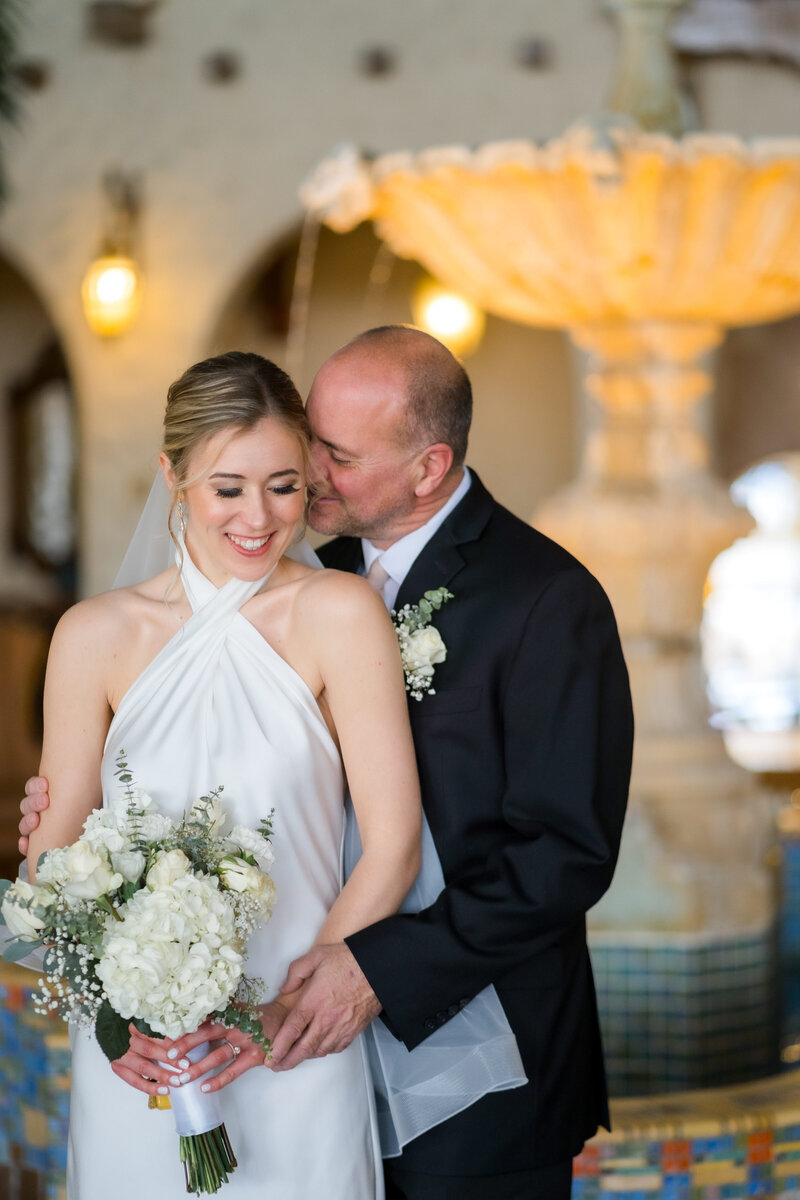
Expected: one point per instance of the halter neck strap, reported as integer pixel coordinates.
(200, 591)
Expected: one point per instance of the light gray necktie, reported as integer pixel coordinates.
(377, 576)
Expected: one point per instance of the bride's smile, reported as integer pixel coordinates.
(244, 499)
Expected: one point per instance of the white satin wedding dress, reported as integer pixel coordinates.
(218, 706)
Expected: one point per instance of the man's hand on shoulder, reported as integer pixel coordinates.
(36, 799)
(334, 1003)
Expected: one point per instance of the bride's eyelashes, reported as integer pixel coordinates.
(230, 493)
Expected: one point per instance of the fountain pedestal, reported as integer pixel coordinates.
(683, 942)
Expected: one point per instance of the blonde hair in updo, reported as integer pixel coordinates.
(230, 391)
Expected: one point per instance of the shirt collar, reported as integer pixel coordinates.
(398, 558)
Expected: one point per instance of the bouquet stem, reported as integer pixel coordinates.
(208, 1159)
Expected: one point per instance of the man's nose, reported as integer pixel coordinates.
(317, 466)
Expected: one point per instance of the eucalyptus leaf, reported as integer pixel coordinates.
(112, 1032)
(143, 1027)
(17, 951)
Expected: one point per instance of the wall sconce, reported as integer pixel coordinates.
(112, 287)
(447, 316)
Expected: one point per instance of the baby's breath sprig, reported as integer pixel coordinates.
(421, 645)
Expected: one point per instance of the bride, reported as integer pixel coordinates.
(245, 669)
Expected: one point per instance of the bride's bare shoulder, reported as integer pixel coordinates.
(112, 616)
(340, 597)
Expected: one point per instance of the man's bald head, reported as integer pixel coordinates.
(437, 389)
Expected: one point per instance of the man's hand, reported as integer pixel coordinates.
(36, 801)
(334, 1003)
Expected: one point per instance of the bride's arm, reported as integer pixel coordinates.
(365, 693)
(77, 717)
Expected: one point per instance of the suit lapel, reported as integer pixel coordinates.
(343, 555)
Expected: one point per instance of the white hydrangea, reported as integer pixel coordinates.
(155, 827)
(252, 843)
(172, 959)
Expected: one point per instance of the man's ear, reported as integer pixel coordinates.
(434, 463)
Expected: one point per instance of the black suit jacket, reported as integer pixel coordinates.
(524, 756)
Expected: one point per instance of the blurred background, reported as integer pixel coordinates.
(620, 270)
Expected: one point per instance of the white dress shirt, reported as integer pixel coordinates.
(400, 557)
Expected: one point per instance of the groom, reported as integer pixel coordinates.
(524, 755)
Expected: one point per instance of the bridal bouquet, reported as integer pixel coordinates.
(145, 921)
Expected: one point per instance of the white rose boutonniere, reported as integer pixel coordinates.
(421, 645)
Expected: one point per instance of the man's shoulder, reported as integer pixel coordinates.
(522, 549)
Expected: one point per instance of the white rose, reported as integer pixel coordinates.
(252, 843)
(425, 648)
(168, 867)
(102, 832)
(18, 905)
(244, 877)
(130, 863)
(79, 871)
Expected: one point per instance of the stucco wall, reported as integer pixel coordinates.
(221, 166)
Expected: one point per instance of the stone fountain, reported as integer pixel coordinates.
(644, 243)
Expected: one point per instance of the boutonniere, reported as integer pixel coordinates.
(421, 645)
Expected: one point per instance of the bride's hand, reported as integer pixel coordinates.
(140, 1065)
(234, 1051)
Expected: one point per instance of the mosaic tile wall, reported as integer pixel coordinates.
(34, 1096)
(695, 1012)
(713, 1145)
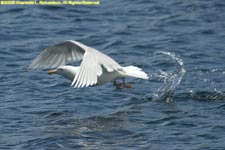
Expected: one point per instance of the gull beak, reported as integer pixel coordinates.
(52, 72)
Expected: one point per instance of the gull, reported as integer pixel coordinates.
(96, 68)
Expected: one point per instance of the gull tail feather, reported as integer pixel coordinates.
(136, 72)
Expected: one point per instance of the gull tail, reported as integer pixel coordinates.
(136, 72)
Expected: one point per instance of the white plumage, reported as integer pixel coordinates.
(96, 68)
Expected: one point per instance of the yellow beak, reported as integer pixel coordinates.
(51, 71)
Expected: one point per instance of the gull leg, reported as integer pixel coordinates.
(127, 85)
(117, 85)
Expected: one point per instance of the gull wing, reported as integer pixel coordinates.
(68, 51)
(59, 55)
(91, 68)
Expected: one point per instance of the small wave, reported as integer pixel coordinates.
(171, 79)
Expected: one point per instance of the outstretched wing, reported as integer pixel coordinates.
(91, 68)
(68, 51)
(59, 55)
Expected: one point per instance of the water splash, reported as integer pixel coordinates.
(171, 79)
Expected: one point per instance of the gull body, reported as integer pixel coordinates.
(95, 69)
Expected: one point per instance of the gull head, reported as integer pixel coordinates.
(67, 71)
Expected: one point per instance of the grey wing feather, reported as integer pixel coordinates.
(59, 55)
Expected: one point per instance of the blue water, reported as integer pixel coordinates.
(180, 44)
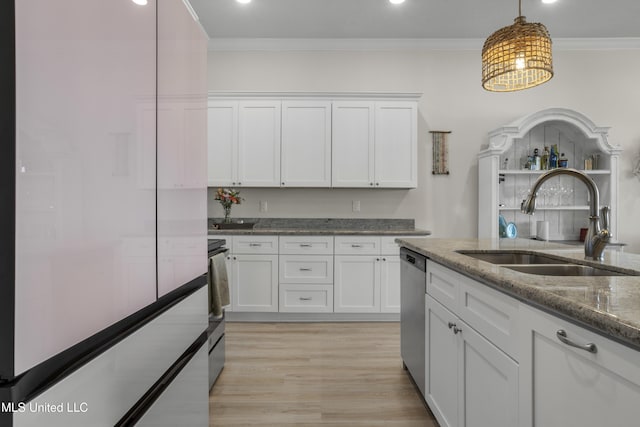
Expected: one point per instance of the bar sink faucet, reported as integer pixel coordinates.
(597, 238)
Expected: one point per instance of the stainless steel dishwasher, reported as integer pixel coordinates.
(412, 314)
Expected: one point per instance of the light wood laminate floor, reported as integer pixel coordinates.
(313, 374)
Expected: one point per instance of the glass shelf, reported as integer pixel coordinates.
(547, 208)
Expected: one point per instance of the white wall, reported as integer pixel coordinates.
(602, 85)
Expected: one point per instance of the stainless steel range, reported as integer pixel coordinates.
(216, 326)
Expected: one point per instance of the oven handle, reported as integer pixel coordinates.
(218, 251)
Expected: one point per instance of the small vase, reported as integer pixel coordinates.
(227, 214)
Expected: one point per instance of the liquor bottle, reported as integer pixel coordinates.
(553, 158)
(536, 160)
(563, 162)
(545, 159)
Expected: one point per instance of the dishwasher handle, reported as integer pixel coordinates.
(413, 259)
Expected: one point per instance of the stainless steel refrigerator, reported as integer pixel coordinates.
(103, 247)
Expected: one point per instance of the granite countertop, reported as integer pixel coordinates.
(610, 305)
(322, 226)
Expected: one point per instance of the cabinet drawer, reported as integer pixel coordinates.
(357, 245)
(306, 269)
(226, 237)
(252, 244)
(296, 298)
(313, 245)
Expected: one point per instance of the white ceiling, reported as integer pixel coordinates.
(415, 19)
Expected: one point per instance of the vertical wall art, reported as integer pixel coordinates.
(440, 152)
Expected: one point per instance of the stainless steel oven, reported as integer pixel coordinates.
(216, 328)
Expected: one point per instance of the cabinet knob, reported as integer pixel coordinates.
(455, 328)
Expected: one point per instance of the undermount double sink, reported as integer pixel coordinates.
(540, 264)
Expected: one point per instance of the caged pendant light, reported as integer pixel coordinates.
(517, 57)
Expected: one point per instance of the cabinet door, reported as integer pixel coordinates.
(255, 283)
(390, 284)
(352, 146)
(441, 364)
(259, 144)
(357, 284)
(231, 280)
(306, 144)
(488, 388)
(396, 145)
(222, 137)
(571, 386)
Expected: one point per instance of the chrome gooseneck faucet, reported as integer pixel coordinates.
(597, 238)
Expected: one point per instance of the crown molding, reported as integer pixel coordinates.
(224, 95)
(273, 44)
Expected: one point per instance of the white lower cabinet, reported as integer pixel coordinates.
(255, 283)
(570, 386)
(357, 284)
(494, 361)
(367, 274)
(390, 284)
(469, 381)
(472, 375)
(305, 298)
(252, 265)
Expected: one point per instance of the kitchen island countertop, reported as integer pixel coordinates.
(609, 305)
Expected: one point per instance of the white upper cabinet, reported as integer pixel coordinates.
(259, 144)
(375, 144)
(244, 143)
(319, 141)
(306, 144)
(353, 151)
(222, 125)
(396, 144)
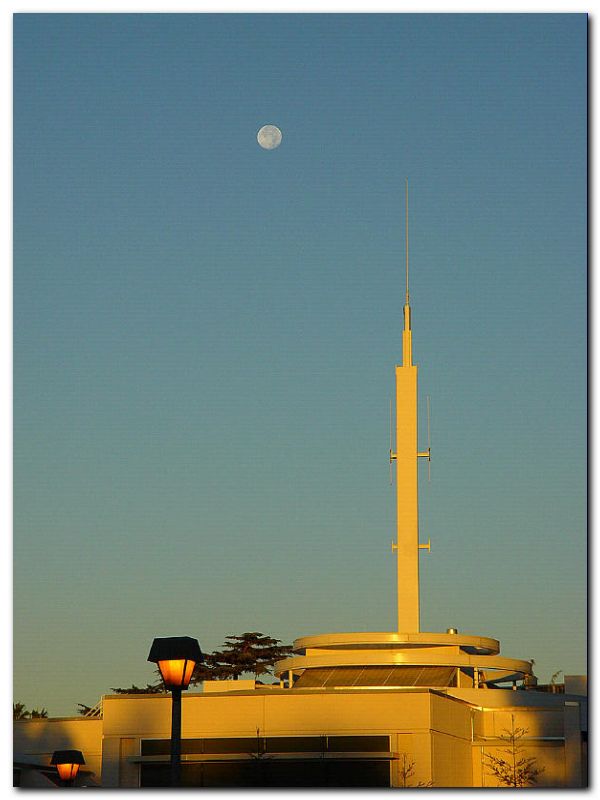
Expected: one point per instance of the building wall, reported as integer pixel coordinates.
(441, 737)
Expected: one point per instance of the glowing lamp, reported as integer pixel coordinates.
(176, 657)
(67, 763)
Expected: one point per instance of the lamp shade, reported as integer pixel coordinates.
(67, 763)
(176, 657)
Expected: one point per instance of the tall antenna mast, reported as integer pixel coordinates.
(406, 238)
(407, 335)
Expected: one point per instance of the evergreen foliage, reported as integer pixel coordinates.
(20, 712)
(251, 652)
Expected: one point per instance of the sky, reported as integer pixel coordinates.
(205, 332)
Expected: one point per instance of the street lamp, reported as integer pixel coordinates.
(176, 657)
(67, 763)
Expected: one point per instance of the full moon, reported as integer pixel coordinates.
(269, 137)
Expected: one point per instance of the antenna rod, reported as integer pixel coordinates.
(406, 237)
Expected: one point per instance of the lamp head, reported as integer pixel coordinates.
(67, 762)
(176, 657)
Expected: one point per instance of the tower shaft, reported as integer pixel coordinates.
(407, 486)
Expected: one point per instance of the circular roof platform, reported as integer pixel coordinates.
(476, 645)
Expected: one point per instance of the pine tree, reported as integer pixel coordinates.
(516, 770)
(251, 652)
(20, 712)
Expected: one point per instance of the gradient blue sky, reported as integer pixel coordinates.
(205, 332)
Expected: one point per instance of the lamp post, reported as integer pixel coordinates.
(67, 763)
(176, 657)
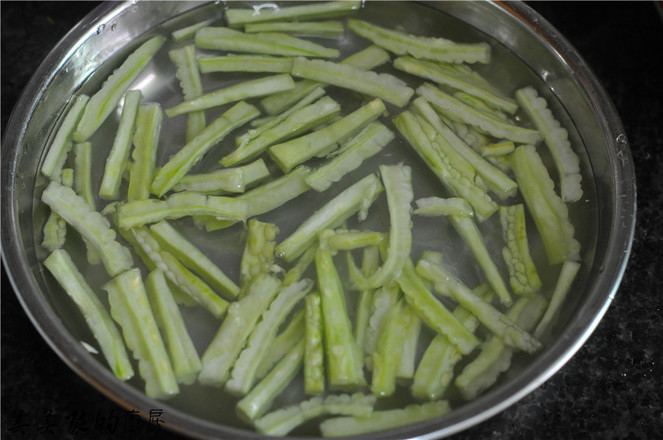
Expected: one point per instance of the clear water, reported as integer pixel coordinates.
(158, 84)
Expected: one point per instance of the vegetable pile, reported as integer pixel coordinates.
(350, 309)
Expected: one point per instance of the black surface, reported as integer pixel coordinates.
(611, 388)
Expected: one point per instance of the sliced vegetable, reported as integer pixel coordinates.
(104, 101)
(96, 316)
(130, 308)
(172, 172)
(384, 86)
(92, 226)
(116, 163)
(438, 49)
(183, 354)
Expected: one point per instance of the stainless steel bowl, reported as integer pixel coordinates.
(607, 220)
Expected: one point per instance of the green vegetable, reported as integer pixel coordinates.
(269, 13)
(172, 172)
(343, 356)
(438, 49)
(268, 43)
(183, 355)
(230, 339)
(62, 142)
(116, 163)
(105, 100)
(96, 316)
(282, 421)
(291, 153)
(189, 255)
(144, 155)
(352, 200)
(92, 226)
(383, 86)
(523, 276)
(384, 419)
(555, 136)
(314, 367)
(130, 308)
(550, 213)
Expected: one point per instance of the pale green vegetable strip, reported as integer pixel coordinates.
(92, 226)
(261, 397)
(189, 76)
(384, 299)
(116, 163)
(343, 356)
(366, 144)
(487, 122)
(243, 375)
(183, 354)
(282, 421)
(436, 206)
(352, 200)
(412, 129)
(283, 343)
(96, 316)
(180, 164)
(314, 357)
(387, 356)
(194, 287)
(224, 181)
(301, 266)
(436, 368)
(55, 232)
(130, 308)
(433, 312)
(384, 86)
(523, 277)
(144, 155)
(496, 180)
(459, 78)
(240, 320)
(236, 92)
(258, 255)
(268, 196)
(397, 181)
(62, 143)
(105, 100)
(383, 419)
(320, 29)
(564, 281)
(556, 138)
(182, 204)
(438, 49)
(344, 240)
(296, 123)
(368, 58)
(468, 230)
(268, 43)
(550, 213)
(498, 149)
(408, 361)
(263, 124)
(245, 63)
(298, 150)
(493, 319)
(370, 262)
(193, 258)
(495, 357)
(237, 17)
(189, 31)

○ ○ ○ ○ ○

• How to complete this task:
What is needed is an exact repeat of only the lines from the one containing "Expected: one point per instance of the gradient" through the last line of the listing above, both ends included, without the pictures.

• Response area:
Expected: one point per instance of the gradient blue sky, reported as integer pixel coordinates.
(205, 332)
Expected: one point per instance of the lamp post, reported as integer pixel coordinates.
(67, 763)
(176, 657)
Expected: one point per instance of the clear water, reported as integer pixel coordinates.
(158, 84)
Expected: one point per instance of the vegetable pile, reported as integer pixel coordinates.
(350, 309)
Expected: one point per instance of the black surface, reported as integer pixel coordinates.
(611, 388)
Expected: one point per instance of the sliced vegetable, reported as integer pixel coordinates.
(104, 101)
(96, 316)
(130, 308)
(172, 172)
(384, 86)
(92, 226)
(116, 163)
(438, 49)
(183, 354)
Expected: one point per instance of the stainless steel bowl, reported as integer pixel coordinates.
(607, 220)
Expected: one point per instance of the green vegetable, reported as integer pixel coordinates.
(269, 13)
(172, 172)
(343, 356)
(438, 49)
(268, 43)
(183, 355)
(230, 339)
(62, 142)
(116, 163)
(105, 100)
(96, 316)
(282, 421)
(291, 153)
(189, 255)
(144, 155)
(352, 200)
(92, 226)
(383, 86)
(523, 276)
(384, 419)
(555, 136)
(314, 367)
(130, 308)
(550, 213)
Expected: one point per instance of the pale green vegetable strip, reported as integer pixel coordinates.
(92, 226)
(261, 397)
(189, 76)
(384, 299)
(116, 163)
(343, 356)
(366, 144)
(487, 122)
(243, 375)
(183, 354)
(282, 421)
(436, 206)
(352, 200)
(412, 129)
(283, 343)
(96, 316)
(180, 164)
(314, 357)
(387, 356)
(194, 287)
(224, 181)
(301, 266)
(436, 368)
(55, 232)
(130, 308)
(433, 312)
(384, 86)
(523, 277)
(144, 155)
(496, 180)
(459, 78)
(240, 320)
(236, 92)
(258, 255)
(268, 196)
(397, 181)
(62, 143)
(105, 100)
(383, 419)
(320, 29)
(564, 281)
(556, 138)
(182, 204)
(438, 49)
(344, 240)
(296, 123)
(368, 58)
(468, 230)
(268, 43)
(550, 213)
(498, 149)
(408, 361)
(263, 124)
(245, 63)
(298, 150)
(493, 319)
(370, 262)
(193, 258)
(495, 357)
(237, 17)
(189, 31)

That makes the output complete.